== Instruction ==
Continue the article on the Deep Impact probe's Earth flyby and its course toward Comet Hartley 2, picking up right after its final sentence.

== Reading passage

Ken Kremer for NASA Watch
NASA's historic comet smashing Deep Impact probe used a swing by of Earth on Sunday evening (June 27) to set the probe on an altered course and enable it to chase a second comet speeding through space and thereby transmit a wealth of new scientific data during a rendezvous on 4 November 2010.
At 6:03 PM EDT on June 27, Deep Impact flew by Earth at a mere 18,900 miles (30,400 km) above the South Atlantic and gained a gravity assisted speed boost of 3,470 MPH (1.5-kilometer-per-second) to reshape its orbit and hunt down the new target, namely Comet Hartley 2 which has never before been visited by a spacecraft. This is the fifth and last earth flyby of the mission.
The swing-by maneuver tailored by the navigation team is vital in order to alter the trajectory of the spacecraft and propel it towards a close encounter with Comet Hartley 2 in November 2010. The three on board science instruments will already begin gathering new scientific measurements in September, a full two months prior to the rendezvous. The probe is equipped with two telescopes with digital color cameras and an infrared spectrometer to detect substance signatures.
The Deep Impact spacecraft created a history making celestial fireworks display when it smashed a companion projectile into Comet Tempel 1 on July 4, 2005 for the first time in human history and excavated several million kilograms of early solar system materials from inside the comet nucleus. The two instrumented spacecraft transmitted back stunning high resolution images of the cosmic collision showing plumes of water, gas and dust spewing from the comet and which attracted world-wide headlines and ignited an internet phenomenon.
The exposed cometary debris from the interior of Temple 1 was a scientific bonanza and it was analyzed in great detail and in real time by instruments on board Deep Impact and the companion impactor probe as well as by a coordinated world-wide earth and space based telescope observation campaign.

====
== Data

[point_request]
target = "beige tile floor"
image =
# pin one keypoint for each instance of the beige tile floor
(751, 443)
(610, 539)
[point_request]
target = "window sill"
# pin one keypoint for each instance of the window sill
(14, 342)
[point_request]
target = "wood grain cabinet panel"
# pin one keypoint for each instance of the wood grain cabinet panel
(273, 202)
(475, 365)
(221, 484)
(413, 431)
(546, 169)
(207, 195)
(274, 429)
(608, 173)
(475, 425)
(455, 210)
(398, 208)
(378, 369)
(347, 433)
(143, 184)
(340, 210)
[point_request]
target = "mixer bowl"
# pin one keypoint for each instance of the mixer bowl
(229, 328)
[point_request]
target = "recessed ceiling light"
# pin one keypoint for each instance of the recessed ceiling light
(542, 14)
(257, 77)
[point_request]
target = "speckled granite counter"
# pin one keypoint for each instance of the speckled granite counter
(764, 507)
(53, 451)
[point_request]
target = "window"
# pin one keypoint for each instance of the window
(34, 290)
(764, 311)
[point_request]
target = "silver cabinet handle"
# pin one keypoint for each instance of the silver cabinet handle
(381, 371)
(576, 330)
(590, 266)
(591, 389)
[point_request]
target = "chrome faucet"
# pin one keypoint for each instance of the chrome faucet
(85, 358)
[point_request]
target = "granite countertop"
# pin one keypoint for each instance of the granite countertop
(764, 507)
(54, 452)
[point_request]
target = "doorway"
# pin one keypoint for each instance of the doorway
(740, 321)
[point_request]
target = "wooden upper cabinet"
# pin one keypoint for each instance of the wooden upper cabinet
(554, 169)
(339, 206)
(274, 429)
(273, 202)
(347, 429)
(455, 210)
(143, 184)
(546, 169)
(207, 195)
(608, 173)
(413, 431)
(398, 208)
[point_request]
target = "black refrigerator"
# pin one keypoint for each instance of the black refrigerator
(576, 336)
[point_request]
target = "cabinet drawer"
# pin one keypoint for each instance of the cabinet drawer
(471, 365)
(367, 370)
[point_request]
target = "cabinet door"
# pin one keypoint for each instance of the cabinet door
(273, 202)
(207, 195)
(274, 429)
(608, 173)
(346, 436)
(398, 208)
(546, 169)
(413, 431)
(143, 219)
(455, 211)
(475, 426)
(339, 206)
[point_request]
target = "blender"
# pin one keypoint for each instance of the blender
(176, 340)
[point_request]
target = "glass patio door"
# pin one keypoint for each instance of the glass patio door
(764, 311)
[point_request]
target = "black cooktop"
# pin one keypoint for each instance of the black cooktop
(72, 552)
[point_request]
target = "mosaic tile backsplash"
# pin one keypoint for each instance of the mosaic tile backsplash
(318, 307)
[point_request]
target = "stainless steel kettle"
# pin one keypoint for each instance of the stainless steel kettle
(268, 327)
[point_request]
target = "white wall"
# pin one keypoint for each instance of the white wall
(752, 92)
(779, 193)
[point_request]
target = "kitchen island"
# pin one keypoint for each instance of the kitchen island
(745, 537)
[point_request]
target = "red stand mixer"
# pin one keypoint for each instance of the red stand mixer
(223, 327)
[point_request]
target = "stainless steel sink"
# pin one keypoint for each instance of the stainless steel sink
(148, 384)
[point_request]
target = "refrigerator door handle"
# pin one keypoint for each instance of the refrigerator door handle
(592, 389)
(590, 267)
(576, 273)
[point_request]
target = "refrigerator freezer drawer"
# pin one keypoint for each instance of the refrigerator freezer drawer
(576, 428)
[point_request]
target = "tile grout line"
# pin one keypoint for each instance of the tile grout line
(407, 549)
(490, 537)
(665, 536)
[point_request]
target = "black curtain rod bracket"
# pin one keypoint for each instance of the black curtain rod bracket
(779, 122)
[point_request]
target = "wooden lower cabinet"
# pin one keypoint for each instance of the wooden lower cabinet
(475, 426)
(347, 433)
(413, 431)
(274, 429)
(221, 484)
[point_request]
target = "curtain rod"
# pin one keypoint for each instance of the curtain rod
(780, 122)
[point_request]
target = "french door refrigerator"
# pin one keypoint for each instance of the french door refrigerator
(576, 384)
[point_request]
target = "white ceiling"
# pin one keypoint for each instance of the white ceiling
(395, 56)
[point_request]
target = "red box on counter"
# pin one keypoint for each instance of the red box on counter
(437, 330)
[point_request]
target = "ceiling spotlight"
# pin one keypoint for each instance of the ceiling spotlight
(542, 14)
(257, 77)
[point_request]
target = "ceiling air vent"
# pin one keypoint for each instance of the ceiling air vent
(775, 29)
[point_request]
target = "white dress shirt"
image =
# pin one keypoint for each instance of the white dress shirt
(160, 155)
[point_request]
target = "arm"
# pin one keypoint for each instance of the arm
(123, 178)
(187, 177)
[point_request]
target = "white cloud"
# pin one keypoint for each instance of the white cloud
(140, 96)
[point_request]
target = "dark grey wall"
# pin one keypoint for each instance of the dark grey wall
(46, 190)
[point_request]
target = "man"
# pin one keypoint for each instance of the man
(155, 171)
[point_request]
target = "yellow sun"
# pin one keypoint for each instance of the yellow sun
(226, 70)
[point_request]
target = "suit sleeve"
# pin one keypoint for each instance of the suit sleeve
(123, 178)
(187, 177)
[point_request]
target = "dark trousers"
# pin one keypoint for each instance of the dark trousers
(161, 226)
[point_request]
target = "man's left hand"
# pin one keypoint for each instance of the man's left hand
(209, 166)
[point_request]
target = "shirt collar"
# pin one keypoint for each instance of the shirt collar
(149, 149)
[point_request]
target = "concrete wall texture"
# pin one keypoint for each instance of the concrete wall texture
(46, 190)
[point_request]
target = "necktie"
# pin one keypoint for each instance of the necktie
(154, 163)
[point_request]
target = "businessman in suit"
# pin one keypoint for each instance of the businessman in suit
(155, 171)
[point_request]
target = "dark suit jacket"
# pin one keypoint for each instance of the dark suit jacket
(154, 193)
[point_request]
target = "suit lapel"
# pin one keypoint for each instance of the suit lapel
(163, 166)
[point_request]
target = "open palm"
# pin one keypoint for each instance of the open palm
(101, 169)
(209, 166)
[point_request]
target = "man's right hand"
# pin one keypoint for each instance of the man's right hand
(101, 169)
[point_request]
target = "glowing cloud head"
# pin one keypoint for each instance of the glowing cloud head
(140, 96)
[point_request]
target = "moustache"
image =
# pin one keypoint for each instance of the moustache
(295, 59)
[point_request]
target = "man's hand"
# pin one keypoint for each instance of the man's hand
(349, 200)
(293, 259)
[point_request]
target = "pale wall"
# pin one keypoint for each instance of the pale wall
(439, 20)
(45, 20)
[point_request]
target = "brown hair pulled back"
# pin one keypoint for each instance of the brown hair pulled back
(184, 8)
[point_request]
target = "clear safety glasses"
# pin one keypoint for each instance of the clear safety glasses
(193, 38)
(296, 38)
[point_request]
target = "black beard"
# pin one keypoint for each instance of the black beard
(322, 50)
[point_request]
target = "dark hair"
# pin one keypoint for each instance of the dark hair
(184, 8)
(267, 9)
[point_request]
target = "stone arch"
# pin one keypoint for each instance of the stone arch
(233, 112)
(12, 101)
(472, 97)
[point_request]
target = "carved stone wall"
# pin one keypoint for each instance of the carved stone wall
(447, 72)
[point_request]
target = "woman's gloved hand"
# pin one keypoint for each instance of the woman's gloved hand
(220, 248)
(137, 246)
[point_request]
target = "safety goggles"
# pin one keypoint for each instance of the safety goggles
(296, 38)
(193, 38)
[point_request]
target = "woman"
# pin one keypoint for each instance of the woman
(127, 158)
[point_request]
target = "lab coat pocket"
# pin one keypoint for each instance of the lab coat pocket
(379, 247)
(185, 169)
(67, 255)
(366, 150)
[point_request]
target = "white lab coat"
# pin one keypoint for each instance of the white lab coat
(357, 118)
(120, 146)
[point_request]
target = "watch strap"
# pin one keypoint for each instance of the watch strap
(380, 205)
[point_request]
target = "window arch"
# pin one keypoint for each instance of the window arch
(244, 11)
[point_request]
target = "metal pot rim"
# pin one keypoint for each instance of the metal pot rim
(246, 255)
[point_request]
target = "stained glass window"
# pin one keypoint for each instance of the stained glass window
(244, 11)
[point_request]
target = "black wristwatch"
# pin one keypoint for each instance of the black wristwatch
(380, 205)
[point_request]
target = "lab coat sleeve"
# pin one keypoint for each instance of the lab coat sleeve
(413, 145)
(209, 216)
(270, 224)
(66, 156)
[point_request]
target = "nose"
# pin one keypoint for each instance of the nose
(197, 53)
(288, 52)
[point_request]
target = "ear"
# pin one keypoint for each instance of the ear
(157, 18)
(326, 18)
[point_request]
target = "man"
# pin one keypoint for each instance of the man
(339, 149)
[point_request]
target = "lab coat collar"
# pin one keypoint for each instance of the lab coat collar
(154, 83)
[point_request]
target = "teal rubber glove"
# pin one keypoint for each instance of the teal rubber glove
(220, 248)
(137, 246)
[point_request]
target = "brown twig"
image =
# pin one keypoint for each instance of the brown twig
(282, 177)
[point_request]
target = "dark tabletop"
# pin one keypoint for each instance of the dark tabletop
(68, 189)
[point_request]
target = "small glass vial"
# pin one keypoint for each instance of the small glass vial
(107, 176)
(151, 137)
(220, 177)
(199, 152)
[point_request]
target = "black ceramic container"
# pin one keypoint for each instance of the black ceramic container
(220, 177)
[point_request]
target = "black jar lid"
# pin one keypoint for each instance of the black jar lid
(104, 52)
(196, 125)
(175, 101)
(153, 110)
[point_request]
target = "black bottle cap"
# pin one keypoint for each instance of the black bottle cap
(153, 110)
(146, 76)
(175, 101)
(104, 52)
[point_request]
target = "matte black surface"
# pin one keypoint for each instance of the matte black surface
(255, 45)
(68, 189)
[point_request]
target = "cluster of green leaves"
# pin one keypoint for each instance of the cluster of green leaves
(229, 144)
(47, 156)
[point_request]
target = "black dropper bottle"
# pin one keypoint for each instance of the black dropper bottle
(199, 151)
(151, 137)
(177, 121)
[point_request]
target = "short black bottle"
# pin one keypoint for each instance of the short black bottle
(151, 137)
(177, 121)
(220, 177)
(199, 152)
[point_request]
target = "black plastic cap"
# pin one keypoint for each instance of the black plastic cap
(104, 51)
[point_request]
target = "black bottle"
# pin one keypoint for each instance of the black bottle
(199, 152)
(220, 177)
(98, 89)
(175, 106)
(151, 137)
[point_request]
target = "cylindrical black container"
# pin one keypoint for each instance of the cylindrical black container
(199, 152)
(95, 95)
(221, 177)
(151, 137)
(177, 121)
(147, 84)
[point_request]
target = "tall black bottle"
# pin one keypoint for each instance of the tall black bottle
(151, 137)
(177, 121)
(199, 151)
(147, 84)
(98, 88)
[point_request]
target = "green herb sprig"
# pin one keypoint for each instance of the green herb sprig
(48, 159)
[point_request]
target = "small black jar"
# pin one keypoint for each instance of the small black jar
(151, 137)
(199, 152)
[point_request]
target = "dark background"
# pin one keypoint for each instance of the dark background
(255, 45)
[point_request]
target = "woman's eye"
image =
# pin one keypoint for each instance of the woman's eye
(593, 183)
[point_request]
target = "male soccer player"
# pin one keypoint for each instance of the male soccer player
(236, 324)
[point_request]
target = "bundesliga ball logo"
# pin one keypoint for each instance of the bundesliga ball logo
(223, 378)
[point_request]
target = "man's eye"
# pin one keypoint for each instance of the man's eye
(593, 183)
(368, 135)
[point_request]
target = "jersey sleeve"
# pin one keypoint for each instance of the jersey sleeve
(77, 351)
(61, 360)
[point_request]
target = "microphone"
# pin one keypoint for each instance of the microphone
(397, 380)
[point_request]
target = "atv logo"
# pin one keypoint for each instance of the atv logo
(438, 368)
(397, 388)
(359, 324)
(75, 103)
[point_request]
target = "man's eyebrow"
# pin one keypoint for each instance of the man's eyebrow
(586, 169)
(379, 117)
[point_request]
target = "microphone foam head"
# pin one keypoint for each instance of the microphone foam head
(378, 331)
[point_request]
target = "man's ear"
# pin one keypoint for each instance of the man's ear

====

== Exercise answer ==
Scientists discovered water ice and a variety of inorganic and organic molecules which are some of the required components for the building blocks of life.
After the probe successfully survived the Comet Temple 1 encounter intact, NASA and the science team led by University of Maryland astronomer Michael A'Hearn, decided to recycle the spacecraft for a new extended mission and at a fraction of the cost of designing, building and launching a new space mission. A'Hearn is the principal investigator for both Deep Impact and the new mission dubbed EPOXI.
Temple 1 and Hartley 2 are both Jupiter family comets. Deep Impact was launched on a Delta 2 rocket on 12 January 2005. The Stardust probe will revisit Temple 1 in 2011.
EPOXI serves a dual role during the extended mission phase. The two new science goals are to search for extra-solar planets and to fly by a second comet. It's name is derived from its two tasked science investigations -- the Deep Impact Extended Investigation (DIXI) and the Extrasolar Planet Observation and Characterization (EPOCh).
"There is always some gravity boost at a flyby and in some cases, like this one, it is the main reason for a flyby. The last Earth flyby was used primarily to change the tilt of the spacecraft's orbit to match that of comet Hartley 2, and we are using Sunday's flyby to also change the shape of the orbit to get us to the comet," said A'Hearn,
"Earth is a great place to pick up orbital velocity," said Tim Larson, the EPOXI project manager from NASA's Jet Propulsion Laboratory in Pasadena, Calif.
During the prior earth flybys of the Deep Impact/EPOXI spacecraft, the mission team used the on board instruments to find clear evidence of water on the moon and to study light reflected from Earth as a template that scientists eventually may be able be use to identify Earth-like planets around other stars.
EPOXI is already in orbit (not shown) around the Sun. This graphic shows its trajectory starting from the 2009 Earth Flyby. The spacecraft will make its last Earth Flyby on 27 June 2010 before heading to its rendezvous with comet Hartley 2 (red arc) in early November 2010.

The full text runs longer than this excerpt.